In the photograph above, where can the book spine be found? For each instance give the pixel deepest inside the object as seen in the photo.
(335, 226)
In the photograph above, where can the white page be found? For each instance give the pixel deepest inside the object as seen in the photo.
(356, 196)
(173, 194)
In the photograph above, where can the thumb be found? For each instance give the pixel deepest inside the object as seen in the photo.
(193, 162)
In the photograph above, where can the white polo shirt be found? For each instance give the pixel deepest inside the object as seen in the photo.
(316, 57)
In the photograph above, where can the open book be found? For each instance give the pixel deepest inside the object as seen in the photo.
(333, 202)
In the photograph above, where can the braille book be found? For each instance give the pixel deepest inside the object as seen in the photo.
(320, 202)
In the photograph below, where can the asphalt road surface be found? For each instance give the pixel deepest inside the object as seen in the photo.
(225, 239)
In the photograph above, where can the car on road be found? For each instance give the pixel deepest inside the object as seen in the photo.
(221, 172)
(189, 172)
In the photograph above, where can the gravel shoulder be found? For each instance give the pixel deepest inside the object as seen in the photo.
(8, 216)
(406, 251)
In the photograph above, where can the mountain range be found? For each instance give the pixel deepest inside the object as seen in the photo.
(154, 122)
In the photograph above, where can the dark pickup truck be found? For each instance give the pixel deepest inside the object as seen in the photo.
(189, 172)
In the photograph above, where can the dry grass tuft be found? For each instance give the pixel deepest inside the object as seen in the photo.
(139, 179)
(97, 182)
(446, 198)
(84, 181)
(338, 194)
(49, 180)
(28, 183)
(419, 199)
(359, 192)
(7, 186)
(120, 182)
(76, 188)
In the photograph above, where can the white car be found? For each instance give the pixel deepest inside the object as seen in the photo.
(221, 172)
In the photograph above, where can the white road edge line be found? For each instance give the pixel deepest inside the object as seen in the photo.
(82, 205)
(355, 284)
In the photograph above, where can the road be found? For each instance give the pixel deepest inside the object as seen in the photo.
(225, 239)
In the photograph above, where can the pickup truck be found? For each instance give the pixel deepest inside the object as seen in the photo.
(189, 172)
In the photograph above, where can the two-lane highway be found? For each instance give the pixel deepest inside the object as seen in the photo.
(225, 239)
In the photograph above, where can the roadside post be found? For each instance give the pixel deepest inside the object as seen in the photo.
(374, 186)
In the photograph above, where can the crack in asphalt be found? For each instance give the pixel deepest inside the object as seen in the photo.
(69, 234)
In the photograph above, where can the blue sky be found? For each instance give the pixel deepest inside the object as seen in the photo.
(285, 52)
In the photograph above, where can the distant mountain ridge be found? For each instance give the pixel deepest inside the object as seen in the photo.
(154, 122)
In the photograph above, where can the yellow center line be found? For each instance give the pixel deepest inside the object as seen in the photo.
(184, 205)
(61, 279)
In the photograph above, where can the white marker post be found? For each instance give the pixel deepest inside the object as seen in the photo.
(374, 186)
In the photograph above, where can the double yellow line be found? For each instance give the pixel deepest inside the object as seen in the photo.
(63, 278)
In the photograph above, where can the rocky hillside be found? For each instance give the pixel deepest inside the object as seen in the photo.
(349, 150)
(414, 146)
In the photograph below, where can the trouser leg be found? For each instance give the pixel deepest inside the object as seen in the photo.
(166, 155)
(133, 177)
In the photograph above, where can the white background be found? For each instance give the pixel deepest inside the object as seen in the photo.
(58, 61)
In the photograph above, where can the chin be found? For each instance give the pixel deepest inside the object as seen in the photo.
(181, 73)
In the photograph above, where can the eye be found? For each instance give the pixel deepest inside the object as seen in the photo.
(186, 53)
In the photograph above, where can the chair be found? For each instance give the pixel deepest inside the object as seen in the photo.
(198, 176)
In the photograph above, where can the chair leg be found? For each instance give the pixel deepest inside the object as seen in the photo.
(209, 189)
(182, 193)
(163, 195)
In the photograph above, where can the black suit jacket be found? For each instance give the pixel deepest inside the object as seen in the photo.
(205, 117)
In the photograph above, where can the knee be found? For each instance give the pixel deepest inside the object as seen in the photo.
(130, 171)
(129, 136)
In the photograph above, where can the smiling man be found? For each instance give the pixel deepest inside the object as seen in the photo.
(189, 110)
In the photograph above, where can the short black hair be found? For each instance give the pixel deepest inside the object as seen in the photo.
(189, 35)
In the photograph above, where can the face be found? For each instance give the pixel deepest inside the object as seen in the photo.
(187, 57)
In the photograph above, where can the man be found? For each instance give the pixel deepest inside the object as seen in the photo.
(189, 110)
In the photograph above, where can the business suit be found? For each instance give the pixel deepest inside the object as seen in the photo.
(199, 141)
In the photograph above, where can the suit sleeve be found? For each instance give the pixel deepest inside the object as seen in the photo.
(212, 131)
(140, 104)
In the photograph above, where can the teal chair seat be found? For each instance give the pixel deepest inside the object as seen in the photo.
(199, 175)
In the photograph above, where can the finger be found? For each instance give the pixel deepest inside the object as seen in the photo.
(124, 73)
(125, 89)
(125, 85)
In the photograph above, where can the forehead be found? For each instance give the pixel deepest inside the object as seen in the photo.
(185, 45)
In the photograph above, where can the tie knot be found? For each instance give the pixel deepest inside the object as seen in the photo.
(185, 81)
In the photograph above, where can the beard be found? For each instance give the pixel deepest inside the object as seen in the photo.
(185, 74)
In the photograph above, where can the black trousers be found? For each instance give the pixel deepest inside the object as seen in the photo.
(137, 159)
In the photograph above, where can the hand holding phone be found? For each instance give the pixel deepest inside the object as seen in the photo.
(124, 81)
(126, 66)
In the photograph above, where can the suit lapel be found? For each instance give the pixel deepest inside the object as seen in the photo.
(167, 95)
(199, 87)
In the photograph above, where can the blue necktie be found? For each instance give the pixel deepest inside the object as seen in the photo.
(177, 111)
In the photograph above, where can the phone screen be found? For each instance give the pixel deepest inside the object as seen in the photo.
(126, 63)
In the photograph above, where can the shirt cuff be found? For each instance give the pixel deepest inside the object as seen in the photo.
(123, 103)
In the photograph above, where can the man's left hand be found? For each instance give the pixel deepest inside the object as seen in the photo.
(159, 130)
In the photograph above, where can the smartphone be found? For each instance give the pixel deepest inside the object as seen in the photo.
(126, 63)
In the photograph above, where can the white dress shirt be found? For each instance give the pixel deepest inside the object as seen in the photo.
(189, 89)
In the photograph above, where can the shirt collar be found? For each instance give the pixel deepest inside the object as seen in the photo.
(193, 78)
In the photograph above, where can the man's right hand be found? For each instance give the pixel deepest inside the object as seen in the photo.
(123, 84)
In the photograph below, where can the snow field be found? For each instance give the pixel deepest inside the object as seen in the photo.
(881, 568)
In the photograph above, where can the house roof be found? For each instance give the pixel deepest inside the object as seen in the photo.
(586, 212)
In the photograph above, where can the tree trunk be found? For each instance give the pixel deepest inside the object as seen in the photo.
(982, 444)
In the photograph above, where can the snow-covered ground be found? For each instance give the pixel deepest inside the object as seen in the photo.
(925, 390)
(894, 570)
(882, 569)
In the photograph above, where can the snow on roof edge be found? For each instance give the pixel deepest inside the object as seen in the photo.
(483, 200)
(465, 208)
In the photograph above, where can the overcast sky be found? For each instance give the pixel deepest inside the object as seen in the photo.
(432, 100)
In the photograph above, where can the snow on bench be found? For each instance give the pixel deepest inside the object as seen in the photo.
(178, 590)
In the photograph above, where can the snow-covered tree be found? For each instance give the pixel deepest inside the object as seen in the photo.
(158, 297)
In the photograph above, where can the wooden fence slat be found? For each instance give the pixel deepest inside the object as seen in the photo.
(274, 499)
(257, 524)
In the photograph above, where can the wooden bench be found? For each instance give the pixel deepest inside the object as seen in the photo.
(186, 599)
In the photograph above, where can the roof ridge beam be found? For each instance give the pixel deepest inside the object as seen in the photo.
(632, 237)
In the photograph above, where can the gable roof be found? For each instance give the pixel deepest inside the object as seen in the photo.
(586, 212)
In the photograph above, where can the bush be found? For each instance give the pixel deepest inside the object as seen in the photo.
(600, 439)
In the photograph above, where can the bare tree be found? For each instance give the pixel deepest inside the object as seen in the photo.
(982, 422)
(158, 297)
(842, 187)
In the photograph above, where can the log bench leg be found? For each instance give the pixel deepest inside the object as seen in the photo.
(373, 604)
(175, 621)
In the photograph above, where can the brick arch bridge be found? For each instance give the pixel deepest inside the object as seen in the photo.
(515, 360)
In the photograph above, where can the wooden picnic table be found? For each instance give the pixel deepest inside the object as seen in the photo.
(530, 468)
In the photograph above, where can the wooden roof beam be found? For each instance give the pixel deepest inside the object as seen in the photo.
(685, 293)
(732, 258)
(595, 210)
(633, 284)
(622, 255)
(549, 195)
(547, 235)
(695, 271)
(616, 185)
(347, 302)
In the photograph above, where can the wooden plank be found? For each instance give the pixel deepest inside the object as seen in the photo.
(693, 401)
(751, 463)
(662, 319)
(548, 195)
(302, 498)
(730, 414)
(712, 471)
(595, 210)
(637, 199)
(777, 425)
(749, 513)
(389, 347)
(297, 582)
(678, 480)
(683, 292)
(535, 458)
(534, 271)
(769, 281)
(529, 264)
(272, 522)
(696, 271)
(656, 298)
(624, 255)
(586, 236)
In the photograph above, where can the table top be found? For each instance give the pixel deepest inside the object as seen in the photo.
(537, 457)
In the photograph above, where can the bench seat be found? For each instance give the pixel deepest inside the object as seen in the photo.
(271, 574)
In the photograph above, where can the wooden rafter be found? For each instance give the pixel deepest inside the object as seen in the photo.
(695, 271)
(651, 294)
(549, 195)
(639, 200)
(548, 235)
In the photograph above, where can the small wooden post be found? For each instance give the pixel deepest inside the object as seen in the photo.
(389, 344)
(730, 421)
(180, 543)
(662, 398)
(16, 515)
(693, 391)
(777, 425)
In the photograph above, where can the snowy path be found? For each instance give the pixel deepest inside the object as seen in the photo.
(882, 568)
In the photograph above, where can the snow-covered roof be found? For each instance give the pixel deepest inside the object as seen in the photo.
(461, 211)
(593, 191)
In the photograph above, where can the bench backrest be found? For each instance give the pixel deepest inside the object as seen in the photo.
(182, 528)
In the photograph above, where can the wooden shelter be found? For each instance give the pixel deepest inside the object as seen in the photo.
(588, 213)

_____

- TASK TO COMPLETE -
Write the lines out verbatim, from the one with "In the photograph above, where can the snowy" through the last line of the entries, and stop there.

- RESPONSE FOR THIS EXERCISE -
In the photograph above, where can the snowy path be found? For each instance give the pixel deepest inside the object as seen in the photo.
(882, 568)
In the photograph above, where can the snow-covered roof be found? For each instance give the pixel deepest inside the object as seen in the photo.
(461, 211)
(593, 191)
In the photograph above, where can the bench backrest be found? For each instance give the pixel deepest inside the object as seen in the photo.
(182, 528)
In the photograph above, where can the wooden shelter be found? For each instance give the pixel deepest inside the object as seen in the photo.
(588, 213)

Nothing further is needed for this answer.